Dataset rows
┄┄┄┄┄┄
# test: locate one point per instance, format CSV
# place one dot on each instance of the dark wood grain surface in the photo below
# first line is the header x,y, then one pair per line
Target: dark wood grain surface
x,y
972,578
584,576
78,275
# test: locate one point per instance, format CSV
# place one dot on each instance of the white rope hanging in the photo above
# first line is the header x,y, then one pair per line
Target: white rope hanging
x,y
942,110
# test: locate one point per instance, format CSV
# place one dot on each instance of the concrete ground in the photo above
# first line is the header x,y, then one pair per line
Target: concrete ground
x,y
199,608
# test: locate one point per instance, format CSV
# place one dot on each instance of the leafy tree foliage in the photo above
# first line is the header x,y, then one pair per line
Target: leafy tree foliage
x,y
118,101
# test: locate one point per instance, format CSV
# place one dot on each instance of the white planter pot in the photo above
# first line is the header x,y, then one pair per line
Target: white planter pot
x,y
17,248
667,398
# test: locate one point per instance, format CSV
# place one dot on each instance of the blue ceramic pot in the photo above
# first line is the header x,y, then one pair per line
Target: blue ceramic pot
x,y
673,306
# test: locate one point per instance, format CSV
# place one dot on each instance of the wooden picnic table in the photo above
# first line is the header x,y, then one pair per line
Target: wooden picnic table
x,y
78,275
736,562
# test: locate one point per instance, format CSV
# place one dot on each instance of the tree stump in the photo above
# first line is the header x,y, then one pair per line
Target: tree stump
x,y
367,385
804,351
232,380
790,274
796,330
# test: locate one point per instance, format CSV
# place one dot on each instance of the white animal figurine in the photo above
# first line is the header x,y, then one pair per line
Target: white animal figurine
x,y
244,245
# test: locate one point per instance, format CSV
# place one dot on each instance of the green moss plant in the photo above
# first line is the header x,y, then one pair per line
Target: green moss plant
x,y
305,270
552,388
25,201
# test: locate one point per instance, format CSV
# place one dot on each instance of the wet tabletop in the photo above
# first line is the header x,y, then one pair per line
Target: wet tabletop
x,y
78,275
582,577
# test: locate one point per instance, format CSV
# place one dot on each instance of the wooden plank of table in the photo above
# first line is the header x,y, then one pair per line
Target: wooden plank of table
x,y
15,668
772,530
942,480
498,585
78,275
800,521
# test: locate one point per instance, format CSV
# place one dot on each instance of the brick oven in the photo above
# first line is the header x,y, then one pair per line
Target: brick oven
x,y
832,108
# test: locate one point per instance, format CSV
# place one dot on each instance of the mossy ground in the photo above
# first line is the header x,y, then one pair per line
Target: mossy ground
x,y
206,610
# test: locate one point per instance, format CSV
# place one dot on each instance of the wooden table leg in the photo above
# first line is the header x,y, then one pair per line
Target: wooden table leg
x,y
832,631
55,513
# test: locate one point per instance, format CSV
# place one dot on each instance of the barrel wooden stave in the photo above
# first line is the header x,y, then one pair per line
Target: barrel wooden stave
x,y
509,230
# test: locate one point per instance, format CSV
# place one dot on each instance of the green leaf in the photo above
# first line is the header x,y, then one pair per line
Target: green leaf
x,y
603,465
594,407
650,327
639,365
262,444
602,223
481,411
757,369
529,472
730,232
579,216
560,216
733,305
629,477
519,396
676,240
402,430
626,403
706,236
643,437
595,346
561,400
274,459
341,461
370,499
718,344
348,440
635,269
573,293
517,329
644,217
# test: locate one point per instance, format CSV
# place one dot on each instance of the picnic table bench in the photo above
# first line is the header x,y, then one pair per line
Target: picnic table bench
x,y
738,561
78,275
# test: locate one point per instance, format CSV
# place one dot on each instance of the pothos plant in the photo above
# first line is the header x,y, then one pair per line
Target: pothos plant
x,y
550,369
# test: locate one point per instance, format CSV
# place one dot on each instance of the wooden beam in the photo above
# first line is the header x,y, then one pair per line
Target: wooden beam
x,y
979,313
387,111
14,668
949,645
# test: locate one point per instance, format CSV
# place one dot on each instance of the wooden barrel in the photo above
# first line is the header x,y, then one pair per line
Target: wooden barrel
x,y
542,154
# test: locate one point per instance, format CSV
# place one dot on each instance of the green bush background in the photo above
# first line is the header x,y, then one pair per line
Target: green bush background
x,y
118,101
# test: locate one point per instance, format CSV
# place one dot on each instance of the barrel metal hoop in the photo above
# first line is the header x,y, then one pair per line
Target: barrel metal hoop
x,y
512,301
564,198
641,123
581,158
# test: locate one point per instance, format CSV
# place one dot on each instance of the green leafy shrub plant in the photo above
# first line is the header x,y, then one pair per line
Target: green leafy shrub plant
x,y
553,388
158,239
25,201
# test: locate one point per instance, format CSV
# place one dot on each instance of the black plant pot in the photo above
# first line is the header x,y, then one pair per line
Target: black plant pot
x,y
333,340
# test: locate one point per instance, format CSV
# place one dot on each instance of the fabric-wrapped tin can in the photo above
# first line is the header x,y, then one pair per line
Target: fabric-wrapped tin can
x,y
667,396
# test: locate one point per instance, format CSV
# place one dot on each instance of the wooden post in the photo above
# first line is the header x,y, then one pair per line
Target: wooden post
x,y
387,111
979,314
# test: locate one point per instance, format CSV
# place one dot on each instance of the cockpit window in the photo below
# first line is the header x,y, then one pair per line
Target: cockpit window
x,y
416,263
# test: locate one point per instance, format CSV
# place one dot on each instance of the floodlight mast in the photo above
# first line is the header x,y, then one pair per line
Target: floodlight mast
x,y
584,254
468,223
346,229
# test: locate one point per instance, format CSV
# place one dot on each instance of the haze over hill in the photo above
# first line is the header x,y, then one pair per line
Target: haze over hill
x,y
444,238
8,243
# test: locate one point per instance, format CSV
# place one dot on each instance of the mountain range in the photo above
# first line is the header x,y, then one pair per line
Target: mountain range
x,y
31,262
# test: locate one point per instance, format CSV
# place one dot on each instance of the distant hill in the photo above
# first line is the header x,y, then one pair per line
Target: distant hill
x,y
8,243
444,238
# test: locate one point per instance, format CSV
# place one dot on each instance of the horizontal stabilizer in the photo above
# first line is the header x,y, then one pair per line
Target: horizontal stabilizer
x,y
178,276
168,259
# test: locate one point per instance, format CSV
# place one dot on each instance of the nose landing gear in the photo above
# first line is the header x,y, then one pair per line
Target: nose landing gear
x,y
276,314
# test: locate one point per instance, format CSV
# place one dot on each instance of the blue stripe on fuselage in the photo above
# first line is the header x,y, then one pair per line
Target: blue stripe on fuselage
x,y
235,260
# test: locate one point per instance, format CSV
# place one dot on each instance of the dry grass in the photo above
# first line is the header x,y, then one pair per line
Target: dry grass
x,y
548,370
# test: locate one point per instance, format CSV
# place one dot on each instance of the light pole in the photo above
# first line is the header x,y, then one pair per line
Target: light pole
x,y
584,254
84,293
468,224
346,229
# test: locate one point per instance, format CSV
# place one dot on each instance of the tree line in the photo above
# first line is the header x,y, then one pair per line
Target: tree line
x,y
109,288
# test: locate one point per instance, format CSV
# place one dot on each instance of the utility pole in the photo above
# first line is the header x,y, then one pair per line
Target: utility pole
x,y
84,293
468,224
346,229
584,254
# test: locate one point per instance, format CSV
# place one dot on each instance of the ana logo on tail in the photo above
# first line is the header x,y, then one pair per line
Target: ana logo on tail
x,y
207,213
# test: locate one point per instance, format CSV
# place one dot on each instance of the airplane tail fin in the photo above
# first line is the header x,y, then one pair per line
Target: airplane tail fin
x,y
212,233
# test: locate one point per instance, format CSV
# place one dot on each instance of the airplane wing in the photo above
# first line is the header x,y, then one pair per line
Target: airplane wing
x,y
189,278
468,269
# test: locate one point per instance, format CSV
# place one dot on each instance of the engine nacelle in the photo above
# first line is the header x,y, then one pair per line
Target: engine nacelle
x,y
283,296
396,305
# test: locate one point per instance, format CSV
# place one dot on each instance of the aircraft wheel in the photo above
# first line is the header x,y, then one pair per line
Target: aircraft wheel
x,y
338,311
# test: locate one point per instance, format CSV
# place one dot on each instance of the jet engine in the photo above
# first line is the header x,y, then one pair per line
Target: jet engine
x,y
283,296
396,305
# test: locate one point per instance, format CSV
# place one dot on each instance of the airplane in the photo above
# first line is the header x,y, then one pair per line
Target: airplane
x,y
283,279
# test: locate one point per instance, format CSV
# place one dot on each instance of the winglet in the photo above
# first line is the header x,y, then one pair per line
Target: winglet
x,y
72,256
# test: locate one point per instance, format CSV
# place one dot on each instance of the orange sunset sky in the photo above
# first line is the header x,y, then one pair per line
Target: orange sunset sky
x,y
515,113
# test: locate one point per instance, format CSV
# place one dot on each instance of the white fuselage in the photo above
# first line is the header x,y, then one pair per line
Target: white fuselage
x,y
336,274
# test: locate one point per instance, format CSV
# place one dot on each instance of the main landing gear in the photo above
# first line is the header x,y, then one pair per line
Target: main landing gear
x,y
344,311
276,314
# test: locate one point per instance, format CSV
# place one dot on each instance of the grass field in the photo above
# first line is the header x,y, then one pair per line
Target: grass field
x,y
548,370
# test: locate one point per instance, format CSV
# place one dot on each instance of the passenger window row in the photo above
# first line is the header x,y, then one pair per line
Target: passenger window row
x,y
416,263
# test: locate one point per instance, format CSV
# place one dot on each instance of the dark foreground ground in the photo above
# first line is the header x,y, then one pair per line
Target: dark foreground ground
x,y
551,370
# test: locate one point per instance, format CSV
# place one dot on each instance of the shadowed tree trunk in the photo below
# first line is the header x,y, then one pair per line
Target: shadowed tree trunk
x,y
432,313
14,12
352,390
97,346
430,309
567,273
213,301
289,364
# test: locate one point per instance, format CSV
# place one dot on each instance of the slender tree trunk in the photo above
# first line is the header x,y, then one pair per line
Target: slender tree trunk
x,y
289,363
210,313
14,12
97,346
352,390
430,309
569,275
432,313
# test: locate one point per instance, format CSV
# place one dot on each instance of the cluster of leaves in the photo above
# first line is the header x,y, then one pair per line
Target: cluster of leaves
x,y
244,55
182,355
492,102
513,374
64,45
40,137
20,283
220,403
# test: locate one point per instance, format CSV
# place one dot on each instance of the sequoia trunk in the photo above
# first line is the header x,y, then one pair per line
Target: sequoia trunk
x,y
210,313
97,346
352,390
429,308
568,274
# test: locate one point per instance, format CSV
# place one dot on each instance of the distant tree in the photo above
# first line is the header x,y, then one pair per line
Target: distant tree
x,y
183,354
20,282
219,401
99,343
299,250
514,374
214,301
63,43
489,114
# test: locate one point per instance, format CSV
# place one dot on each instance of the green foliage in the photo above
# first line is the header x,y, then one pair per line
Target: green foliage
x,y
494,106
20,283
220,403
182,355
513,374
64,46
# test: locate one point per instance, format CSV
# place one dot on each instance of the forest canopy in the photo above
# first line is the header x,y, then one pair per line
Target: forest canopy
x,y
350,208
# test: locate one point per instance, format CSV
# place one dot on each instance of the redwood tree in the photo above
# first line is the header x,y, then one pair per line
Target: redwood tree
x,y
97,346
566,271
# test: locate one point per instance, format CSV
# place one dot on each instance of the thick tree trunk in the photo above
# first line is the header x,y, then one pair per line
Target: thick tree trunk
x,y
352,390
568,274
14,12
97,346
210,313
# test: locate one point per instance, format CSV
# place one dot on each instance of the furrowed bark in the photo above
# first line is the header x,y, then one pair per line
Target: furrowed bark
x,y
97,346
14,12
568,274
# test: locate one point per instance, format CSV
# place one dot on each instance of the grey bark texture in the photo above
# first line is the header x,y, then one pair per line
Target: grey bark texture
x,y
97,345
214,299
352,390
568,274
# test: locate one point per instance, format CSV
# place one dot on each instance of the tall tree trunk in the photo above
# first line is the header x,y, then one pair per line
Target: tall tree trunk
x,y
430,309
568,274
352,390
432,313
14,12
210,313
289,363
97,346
┄┄┄┄┄┄
> [Aim of the exercise]: Count the lines in the listing above that contain the string "orange", and give only that number. Case counts.

> [Output below]: 2